| The request |
Output the data exactly, with every line intact.

| Data provided |
+++

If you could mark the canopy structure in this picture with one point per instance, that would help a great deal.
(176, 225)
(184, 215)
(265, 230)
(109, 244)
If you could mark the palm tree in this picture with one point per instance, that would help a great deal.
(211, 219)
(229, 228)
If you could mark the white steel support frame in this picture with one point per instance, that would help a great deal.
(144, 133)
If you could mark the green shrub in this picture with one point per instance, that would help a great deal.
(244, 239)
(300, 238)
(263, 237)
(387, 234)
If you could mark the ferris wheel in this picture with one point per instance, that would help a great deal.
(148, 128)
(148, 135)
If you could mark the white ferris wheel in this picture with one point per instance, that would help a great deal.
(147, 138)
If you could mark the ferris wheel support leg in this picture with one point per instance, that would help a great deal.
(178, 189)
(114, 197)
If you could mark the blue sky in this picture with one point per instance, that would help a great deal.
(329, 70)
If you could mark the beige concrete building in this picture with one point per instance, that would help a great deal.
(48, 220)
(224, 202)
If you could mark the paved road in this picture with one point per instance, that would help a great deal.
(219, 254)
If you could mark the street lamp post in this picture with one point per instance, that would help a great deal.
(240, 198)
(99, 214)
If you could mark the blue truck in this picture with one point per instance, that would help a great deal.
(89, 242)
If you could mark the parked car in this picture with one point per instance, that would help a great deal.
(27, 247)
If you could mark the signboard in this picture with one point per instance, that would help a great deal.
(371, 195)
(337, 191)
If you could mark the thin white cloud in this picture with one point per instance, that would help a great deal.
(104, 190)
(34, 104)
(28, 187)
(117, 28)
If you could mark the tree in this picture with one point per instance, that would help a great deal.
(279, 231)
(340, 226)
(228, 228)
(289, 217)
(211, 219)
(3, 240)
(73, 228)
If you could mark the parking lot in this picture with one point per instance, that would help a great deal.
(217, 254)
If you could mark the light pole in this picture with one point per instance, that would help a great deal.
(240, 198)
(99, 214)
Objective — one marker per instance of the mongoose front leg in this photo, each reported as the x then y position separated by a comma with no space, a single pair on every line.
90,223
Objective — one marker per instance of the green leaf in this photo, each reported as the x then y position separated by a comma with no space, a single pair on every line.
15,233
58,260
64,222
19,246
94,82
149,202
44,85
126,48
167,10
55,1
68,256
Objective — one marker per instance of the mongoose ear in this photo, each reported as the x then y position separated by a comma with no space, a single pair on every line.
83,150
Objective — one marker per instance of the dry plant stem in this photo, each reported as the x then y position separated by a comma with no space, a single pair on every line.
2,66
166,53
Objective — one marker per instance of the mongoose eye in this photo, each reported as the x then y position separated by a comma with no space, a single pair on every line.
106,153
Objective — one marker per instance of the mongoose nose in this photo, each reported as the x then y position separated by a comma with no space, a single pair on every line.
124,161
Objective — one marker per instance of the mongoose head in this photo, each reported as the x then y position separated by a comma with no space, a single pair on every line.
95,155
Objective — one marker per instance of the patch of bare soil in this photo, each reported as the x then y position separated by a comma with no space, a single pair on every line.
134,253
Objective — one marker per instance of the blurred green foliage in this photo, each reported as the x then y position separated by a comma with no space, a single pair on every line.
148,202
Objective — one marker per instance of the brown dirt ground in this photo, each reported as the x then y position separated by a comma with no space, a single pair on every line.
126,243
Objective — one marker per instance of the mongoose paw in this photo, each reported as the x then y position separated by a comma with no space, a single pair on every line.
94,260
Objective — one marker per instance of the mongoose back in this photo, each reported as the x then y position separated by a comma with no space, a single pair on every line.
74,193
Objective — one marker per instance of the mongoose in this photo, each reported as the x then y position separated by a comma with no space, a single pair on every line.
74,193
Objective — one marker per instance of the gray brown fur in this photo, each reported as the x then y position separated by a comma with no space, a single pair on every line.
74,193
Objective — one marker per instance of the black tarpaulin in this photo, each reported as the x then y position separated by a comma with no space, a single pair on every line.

+++

| Solved problem |
If you could mark the canopy structure in this picture with one point per instance, that would help a great deal.
(176, 225)
(184, 215)
(265, 230)
(109, 244)
If you could mark the palm tree in this picture with one point per instance, that would help a great deal.
(211, 219)
(229, 228)
If you could mark the white steel support frame in this picture with one point per instance, that would help a great deal.
(144, 133)
If you could mark the green shrub in this picture with one point per instance, that would help a great deal.
(244, 239)
(300, 238)
(263, 237)
(387, 234)
If you could mark the ferris wheel in this picture with one point per instance, that would help a great deal.
(148, 128)
(148, 135)
If you could mark the white ferris wheel in this picture with one point per instance, that would help a great deal.
(147, 138)
If you could mark the ferris wheel support leg in this picture with one point per instance, that would help a great deal.
(178, 189)
(114, 197)
If you could mark the blue sky in this picture with one point per instance, that would help a great deal.
(329, 70)
If you could mark the beige concrete building in this picture with one point per instance, that would help a great deal.
(48, 220)
(224, 202)
If you could mark the paved road in this picture with one point per instance, that would help a great deal.
(219, 254)
If you could mark the street lamp post in this picture with one point per instance, that would help a great deal.
(240, 198)
(99, 214)
If you could mark the blue truck in this picture with one point per instance, that would help a great deal.
(89, 242)
If you could mark the parked car in this picture with one point per instance, that would help a great deal.
(27, 247)
If you could mark the signboard in this picture with one point per instance, that would help a great deal.
(371, 195)
(337, 191)
If you could mark the thin white cloud in this picture with one point per instance, that would help a great deal.
(104, 190)
(34, 104)
(28, 187)
(117, 28)
If you could mark the tree in this picture with one point per instance, that would help a great deal.
(279, 231)
(340, 226)
(228, 228)
(289, 217)
(211, 219)
(3, 240)
(73, 228)
If you could mark the parking lot in this picture with one point per instance, that would help a great deal.
(217, 254)
If you could mark the light pole in this picture with one point per instance, that would help a great deal.
(240, 198)
(99, 214)
Objective — one marker per instance of the mongoose front leg in this photo, each reported as the x then y position separated by a comma with no space, a single pair on every line.
90,223
Objective — one marker per instance of the green leaf in this photo, each reported as the x then y position separated by a comma with no space, a single pair on every line.
15,233
58,260
64,222
19,246
94,82
149,202
44,85
126,48
167,10
55,1
68,256
Objective — one marker per instance of the mongoose ear in this photo, each reported as the x then y position separated by a comma with no space, a single pair on every line.
83,150
Objective — one marker per instance of the dry plant stem in this photo, each reported as the x then y position separated by a comma with no space, a single pair on every line.
2,66
166,53
Objective — one marker per instance of the mongoose eye in this photo, each reported as the x then y position separated by a comma with no space, a single pair on every line.
106,153
Objective — one marker per instance of the mongoose nose in this photo, each reported as the x then y position separated by a comma with no space, a single pair on every line.
124,161
Objective — one marker per instance of the mongoose head in this photo, each reported as the x then y position separated by a comma with no space, a single pair on every line.
95,155
Objective — one marker per instance of the patch of bare soil in this photo, each reported as the x then y position separated by a comma with no space, a single pair on every line.
134,253
Objective — one marker per instance of the blurred green foliage in this photo, each reported as the x then y position separated by a comma with no space, a single pair on every line.
148,202
Objective — one marker per instance of the brown dirt ground in this photo, each reported as the x then y position separated by a comma with no space, a single pair on every line.
126,243
Objective — one marker per instance of the mongoose paw in this photo, each reported as the x then y position separated by a comma with no space, a single pair on every line.
94,260
Objective — one marker per instance of the mongoose back in this photo, each reported as the x then y position separated by a comma with no space, a single pair on every line.
74,193
Objective — one marker per instance of the mongoose in this photo, each reported as the x then y position separated by a comma with no space, a single pair on every line.
74,193
Objective — one marker per instance of the gray brown fur in this photo, each reported as the x then y position separated by a comma with no space, a single pair on every line.
74,193
Objective — one marker per instance of the black tarpaulin in this photo, each reported as the x then y position separated by a comma with no space, a single pair on every line.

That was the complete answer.